begin PASSAGE PROVIDED
AI Technical Summary

Benefits of technology

The patent describes a method for creating realistic simulations of sports events using 3D and 2D data. The environment is mapped using LIDAR technology and high dynamic range panoramic images are obtained using an HDR-capable camera. The camera's position and headings are recorded when the photo is taken. The processing engine creates a polygonal backdrop and projects each photographic image onto it to create a set, which is then stored in a database. The simulated environment is created by rendering one or more sets of the database in sequence. This requires less processing power than known methods. The data collection, environment generation, and presentation processes can be used for any sporting event that can be realistically simulated from stationary camera angles.

Problems solved by technology

Unfortunately, existing rendering methods require significant processing power to render a single scene, which in a golf simulation may include the ground and sky, the green, the fairway, water and sand hazards, vegetation, background elements such as homes or spectators, the golfer's avatar, and the ball and associated physics, because each of these elements is represented by polygons.
end PASSAGE PROVIDED
__STATED PROBLEM 1__: Print the part of the patent summary starting with "AI Technical Summary" and going on through "stationary camera angles.".
The patent summary and the entries that follow it are unrelated.
begin EXTRACTED ENTRIES
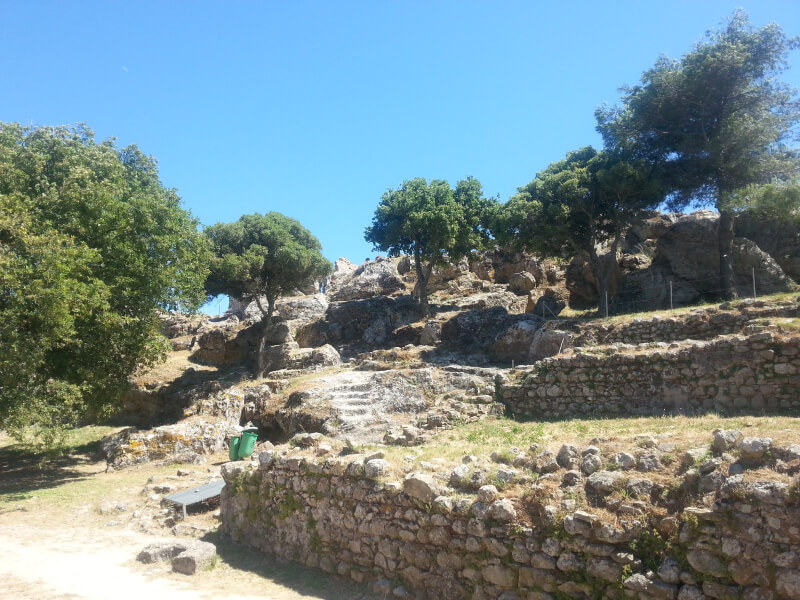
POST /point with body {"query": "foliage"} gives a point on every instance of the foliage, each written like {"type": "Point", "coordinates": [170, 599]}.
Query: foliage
end EXTRACTED ENTRIES
begin EXTRACTED ENTRIES
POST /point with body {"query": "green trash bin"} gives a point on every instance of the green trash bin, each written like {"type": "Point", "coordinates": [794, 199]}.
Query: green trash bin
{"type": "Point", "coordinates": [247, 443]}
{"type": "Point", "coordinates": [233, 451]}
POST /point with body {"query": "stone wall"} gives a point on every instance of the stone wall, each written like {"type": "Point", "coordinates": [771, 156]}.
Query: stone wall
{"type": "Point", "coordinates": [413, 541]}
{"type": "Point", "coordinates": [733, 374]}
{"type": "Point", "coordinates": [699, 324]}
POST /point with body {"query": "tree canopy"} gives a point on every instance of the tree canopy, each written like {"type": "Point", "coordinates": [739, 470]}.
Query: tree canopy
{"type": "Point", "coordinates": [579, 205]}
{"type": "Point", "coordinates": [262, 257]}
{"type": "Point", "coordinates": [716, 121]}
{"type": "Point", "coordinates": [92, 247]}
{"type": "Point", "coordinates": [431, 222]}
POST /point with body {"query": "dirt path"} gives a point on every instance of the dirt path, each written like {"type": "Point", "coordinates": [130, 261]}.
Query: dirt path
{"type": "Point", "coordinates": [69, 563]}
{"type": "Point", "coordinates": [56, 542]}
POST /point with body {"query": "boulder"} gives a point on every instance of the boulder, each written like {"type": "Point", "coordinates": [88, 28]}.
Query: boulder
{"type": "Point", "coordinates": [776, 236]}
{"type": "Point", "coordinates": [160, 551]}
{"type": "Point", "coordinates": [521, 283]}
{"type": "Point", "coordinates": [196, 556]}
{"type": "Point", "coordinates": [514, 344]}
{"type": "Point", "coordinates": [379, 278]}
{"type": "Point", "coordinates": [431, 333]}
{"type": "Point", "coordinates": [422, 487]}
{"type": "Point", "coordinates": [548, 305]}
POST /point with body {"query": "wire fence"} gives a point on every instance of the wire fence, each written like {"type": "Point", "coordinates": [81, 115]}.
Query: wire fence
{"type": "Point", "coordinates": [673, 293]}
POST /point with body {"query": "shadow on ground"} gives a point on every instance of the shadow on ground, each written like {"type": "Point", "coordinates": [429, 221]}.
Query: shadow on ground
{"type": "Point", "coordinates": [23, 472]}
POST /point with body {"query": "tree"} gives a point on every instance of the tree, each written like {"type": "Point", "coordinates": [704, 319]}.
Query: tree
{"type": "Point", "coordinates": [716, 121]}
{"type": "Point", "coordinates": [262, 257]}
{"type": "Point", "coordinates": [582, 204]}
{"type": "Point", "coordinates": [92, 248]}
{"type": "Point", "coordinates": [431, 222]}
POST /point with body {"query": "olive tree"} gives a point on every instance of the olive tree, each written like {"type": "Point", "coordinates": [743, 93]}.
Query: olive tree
end EXTRACTED ENTRIES
begin EXTRACTED ENTRIES
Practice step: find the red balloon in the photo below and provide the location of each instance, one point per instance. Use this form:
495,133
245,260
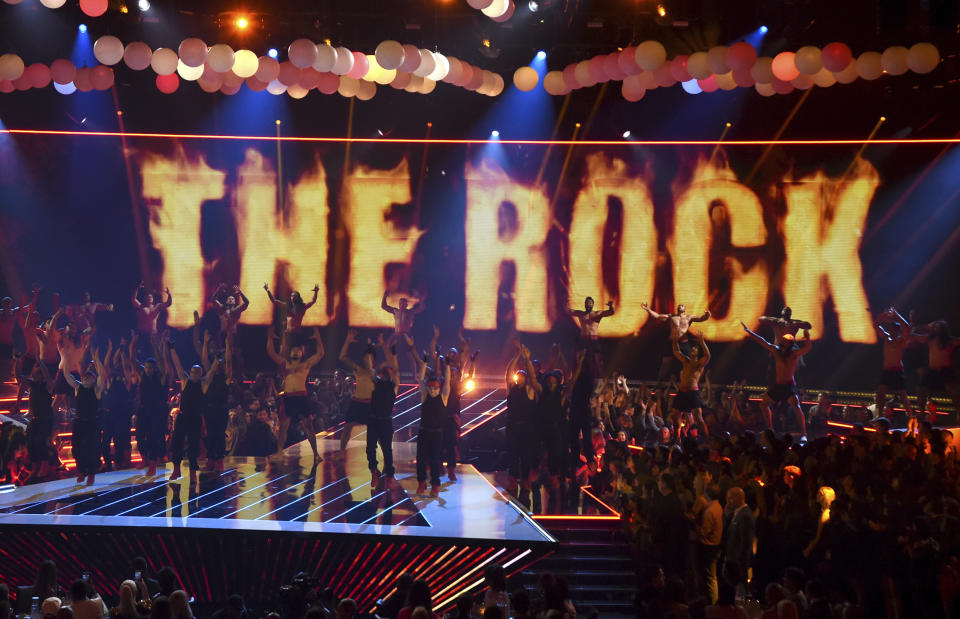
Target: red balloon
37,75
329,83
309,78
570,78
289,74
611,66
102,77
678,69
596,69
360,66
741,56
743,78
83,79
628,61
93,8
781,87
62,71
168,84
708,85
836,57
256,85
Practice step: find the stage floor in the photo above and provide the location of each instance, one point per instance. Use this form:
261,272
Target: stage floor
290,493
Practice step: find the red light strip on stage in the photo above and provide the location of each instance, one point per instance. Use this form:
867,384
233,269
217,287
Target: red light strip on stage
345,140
end EXTRACTED ENTRIES
__STATED PROBLEM 2__: Edit the entries starting with the line with "the foliage, each" and going on through the line with "Query: foliage", replacing "foliage" with "shrubbery" and leaving everything else unchanged. Output only those lines.

__CORRECT ANSWER 1__:
AI Technical Summary

Benefits of technology

The patent describes a method for creating realistic simulations of sports events using 3D and 2D data. The environment is mapped using LIDAR technology and high dynamic range panoramic images are obtained using an HDR-capable camera. The camera's position and headings are recorded when the photo is taken. The processing engine creates a polygonal backdrop and projects each photographic image onto it to create a set, which is then stored in a database. The simulated environment is created by rendering one or more sets of the database in sequence. This requires less processing power than known methods. The data collection, environment generation, and presentation processes can be used for any sporting event that can be realistically simulated from stationary camera angles.

__CORRECT ANSWER 2__:
POST /point with body {"query": "shrubbery"} gives a point on every instance of the shrubbery, each written like {"type": "Point", "coordinates": [170, 599]}.
Query: shrubbery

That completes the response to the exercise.